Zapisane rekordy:

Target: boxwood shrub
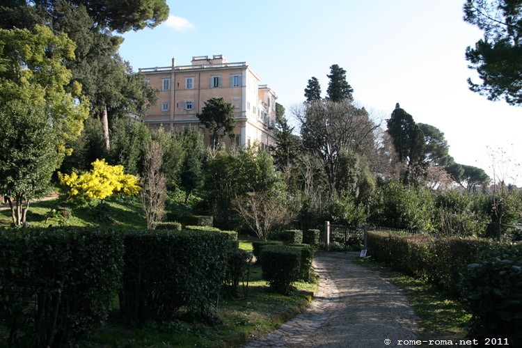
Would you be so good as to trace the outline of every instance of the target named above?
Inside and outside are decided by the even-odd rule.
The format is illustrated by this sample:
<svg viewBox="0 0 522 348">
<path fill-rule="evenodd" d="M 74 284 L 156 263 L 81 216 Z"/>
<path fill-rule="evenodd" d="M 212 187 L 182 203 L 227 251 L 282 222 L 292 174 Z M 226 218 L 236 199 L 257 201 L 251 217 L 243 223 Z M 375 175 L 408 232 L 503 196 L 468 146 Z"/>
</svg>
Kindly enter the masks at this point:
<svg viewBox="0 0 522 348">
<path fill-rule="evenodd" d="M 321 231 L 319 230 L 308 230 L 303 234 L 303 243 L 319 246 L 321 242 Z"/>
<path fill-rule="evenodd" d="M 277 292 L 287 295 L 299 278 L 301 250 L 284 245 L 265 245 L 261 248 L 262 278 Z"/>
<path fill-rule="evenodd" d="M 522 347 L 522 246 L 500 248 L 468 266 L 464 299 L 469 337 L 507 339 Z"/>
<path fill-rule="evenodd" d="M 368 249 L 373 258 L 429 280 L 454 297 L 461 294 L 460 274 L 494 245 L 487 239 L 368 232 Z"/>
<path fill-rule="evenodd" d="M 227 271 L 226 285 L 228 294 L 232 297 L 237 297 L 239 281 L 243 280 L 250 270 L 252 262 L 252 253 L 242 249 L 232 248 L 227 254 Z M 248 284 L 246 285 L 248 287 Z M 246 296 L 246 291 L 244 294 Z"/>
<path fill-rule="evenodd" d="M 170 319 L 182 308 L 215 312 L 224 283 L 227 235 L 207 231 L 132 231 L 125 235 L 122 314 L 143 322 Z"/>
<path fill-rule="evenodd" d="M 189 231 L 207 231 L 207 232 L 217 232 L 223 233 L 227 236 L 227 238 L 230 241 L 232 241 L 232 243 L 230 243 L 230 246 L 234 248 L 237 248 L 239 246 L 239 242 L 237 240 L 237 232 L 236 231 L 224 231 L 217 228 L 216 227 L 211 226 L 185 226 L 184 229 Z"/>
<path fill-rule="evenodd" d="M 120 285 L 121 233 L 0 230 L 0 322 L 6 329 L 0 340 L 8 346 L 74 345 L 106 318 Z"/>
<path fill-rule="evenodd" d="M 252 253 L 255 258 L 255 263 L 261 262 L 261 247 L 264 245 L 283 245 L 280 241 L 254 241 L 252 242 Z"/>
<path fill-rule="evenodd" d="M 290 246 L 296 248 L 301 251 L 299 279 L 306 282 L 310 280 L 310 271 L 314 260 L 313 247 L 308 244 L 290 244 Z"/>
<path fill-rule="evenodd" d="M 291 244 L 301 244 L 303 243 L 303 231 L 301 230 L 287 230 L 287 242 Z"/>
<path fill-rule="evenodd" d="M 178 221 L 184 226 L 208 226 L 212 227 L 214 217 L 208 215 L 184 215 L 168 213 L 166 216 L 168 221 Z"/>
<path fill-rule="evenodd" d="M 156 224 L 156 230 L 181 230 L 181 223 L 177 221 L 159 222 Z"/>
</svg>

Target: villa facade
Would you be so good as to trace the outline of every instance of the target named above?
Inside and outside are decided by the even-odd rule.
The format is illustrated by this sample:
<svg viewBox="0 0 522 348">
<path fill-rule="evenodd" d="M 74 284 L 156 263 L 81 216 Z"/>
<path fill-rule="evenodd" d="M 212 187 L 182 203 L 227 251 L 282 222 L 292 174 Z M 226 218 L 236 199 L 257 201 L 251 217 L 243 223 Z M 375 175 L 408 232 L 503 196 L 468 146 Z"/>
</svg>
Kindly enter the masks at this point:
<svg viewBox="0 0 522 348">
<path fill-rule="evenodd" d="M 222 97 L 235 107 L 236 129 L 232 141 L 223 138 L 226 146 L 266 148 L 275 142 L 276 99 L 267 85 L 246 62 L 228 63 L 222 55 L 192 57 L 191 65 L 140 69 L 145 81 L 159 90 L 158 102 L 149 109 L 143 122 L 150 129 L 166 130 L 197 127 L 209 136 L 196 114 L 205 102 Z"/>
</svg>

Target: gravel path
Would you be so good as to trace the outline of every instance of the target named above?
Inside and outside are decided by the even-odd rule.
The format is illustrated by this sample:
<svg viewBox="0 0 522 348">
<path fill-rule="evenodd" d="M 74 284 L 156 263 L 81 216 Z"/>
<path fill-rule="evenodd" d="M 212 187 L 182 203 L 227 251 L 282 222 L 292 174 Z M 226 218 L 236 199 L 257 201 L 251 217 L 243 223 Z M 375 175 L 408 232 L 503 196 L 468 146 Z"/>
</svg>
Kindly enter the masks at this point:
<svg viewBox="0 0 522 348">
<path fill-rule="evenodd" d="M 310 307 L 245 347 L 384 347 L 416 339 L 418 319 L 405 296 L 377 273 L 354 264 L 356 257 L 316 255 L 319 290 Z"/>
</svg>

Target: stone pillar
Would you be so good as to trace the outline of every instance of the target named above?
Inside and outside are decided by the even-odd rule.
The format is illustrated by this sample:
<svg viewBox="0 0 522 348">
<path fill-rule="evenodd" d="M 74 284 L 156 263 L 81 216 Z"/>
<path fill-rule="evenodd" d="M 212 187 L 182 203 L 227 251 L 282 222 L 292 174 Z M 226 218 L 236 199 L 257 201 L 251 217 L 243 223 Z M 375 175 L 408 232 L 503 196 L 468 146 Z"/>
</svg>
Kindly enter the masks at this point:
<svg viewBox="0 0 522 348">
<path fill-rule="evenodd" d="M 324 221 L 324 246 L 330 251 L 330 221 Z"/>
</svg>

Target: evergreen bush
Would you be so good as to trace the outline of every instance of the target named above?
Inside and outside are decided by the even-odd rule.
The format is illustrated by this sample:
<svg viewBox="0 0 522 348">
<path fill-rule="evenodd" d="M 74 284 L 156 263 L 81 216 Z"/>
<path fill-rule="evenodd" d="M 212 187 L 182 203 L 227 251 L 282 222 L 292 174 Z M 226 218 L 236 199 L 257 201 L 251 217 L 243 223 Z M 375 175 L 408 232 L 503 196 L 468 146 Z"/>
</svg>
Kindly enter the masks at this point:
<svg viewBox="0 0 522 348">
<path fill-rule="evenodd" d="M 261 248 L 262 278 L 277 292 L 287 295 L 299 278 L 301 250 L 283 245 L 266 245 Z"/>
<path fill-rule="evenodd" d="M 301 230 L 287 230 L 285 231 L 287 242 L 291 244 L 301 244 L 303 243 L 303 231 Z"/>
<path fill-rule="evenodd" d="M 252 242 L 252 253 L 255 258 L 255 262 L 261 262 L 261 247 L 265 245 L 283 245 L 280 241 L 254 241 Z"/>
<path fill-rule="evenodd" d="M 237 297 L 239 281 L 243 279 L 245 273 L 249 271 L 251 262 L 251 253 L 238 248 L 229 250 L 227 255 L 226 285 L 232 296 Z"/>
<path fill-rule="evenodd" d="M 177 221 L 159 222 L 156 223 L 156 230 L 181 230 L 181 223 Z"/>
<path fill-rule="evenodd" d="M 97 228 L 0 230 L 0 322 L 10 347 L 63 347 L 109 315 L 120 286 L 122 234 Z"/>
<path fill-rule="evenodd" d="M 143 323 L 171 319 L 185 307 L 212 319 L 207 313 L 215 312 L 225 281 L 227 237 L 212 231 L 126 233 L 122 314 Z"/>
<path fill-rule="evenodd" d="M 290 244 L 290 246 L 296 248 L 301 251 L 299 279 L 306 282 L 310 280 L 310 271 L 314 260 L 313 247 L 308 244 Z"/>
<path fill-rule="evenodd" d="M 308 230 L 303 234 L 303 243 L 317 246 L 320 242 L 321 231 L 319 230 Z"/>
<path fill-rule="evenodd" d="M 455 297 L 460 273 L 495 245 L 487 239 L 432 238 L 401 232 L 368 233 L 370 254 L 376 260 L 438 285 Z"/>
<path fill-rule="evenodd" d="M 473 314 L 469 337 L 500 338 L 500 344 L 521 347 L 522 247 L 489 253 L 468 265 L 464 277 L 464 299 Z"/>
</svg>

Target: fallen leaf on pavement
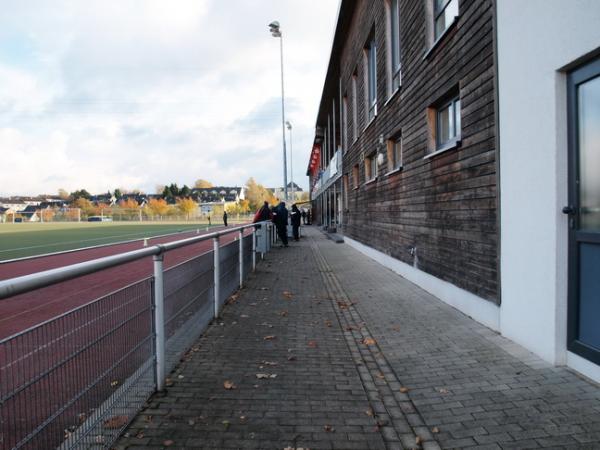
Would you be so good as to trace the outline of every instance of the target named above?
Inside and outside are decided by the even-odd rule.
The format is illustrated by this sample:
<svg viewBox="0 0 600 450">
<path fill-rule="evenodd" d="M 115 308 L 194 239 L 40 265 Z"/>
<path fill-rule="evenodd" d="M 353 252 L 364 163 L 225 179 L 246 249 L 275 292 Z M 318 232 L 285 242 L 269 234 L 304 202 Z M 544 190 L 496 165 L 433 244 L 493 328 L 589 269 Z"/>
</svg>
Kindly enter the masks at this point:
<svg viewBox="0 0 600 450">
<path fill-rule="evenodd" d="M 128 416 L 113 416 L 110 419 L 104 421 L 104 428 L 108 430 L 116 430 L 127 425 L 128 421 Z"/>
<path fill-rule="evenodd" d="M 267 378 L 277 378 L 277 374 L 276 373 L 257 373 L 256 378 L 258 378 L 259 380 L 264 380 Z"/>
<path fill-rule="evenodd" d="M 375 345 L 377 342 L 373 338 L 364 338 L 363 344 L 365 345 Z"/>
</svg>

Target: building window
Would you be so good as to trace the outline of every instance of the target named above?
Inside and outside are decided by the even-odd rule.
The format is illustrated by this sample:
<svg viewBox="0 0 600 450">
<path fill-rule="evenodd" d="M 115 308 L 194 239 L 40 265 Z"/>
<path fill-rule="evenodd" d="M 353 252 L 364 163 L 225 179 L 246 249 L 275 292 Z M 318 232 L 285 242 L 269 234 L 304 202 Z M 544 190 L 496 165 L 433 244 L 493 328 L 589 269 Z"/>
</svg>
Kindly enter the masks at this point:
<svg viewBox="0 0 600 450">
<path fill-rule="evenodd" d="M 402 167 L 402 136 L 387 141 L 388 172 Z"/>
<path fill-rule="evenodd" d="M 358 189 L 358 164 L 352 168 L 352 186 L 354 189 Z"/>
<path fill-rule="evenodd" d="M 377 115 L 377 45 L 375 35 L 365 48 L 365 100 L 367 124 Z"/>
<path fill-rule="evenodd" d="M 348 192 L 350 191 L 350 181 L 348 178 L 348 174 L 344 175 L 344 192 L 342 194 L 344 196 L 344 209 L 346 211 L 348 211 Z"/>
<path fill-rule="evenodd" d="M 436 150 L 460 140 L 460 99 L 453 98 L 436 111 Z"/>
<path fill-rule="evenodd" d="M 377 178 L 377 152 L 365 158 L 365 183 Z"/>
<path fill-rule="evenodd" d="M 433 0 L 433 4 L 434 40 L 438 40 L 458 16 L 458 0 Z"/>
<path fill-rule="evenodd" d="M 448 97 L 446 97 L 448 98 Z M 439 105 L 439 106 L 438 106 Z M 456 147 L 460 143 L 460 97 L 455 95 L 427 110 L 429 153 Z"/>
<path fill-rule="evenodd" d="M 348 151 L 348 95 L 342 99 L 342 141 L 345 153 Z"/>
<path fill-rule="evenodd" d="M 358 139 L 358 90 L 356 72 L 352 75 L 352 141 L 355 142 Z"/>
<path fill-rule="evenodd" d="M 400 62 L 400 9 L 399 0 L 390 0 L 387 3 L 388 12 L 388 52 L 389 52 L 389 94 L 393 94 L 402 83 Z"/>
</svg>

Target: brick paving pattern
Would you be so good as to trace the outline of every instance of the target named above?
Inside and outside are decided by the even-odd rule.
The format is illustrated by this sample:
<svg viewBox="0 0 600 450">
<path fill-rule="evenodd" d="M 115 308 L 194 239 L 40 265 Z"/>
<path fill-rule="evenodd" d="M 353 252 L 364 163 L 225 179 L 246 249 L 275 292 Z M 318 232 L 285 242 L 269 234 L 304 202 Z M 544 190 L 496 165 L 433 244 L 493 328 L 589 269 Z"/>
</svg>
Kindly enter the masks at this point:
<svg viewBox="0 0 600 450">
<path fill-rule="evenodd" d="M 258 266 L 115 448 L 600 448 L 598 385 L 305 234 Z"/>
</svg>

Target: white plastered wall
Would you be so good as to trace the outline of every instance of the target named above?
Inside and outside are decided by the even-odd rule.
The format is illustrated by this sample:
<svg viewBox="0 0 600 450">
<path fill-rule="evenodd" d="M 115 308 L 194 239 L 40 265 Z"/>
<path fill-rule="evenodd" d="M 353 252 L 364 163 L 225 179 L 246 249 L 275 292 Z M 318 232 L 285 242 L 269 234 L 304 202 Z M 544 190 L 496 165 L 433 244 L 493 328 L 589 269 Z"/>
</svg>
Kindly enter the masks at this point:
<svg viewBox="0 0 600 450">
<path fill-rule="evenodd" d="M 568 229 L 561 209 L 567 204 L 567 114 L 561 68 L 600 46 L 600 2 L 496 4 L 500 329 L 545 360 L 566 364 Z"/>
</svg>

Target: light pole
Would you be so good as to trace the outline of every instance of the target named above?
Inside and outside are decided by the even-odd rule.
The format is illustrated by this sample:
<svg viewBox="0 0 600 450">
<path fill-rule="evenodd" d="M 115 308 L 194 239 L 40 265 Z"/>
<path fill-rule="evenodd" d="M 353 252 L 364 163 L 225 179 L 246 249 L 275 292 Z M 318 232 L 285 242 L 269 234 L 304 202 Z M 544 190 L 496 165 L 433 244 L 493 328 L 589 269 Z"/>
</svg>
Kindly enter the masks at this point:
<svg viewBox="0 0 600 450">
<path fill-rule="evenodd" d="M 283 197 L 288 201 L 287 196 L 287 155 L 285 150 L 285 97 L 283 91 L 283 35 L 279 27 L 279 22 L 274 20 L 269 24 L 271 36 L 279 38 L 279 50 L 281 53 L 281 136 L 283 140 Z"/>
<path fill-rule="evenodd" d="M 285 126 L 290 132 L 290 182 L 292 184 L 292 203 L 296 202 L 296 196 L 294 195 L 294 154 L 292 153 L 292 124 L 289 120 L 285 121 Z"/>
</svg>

Treść polecenia:
Proszę dodać 105 do każdej liczby w odpowiedziach, czyli do współrzędnych punktów i wartości atrybutu viewBox, i przytoczyć ponownie wiersze od początku zapisanych danych do wiersza zawierającego "522 347 L 522" włącznie, razem z poleceniami, których liczby i przykłady formatu pozostają bez zmian. Obrazy należy w odpowiedzi pominąć.

Rozwiązanie zadania:
Target: boxwood shrub
Would you be so good as to trace the outline of every instance of the target named above?
Inside and outside are decided by the even-odd rule.
The format is illustrated by this sample:
<svg viewBox="0 0 522 348">
<path fill-rule="evenodd" d="M 74 284 L 156 263 L 81 216 Z"/>
<path fill-rule="evenodd" d="M 212 187 L 182 203 L 227 251 L 282 222 L 292 174 Z M 226 218 L 236 199 L 257 201 L 251 217 L 243 223 Z M 375 175 L 408 232 L 503 196 L 468 146 Z"/>
</svg>
Kindly enter the masks at this point:
<svg viewBox="105 105 627 453">
<path fill-rule="evenodd" d="M 426 336 L 424 335 L 413 335 L 408 339 L 408 348 L 424 351 L 426 347 Z"/>
<path fill-rule="evenodd" d="M 382 397 L 392 400 L 404 383 L 406 355 L 389 350 L 370 350 L 366 353 L 367 383 Z"/>
<path fill-rule="evenodd" d="M 627 452 L 627 351 L 605 353 L 573 371 L 569 404 L 574 442 L 612 444 Z"/>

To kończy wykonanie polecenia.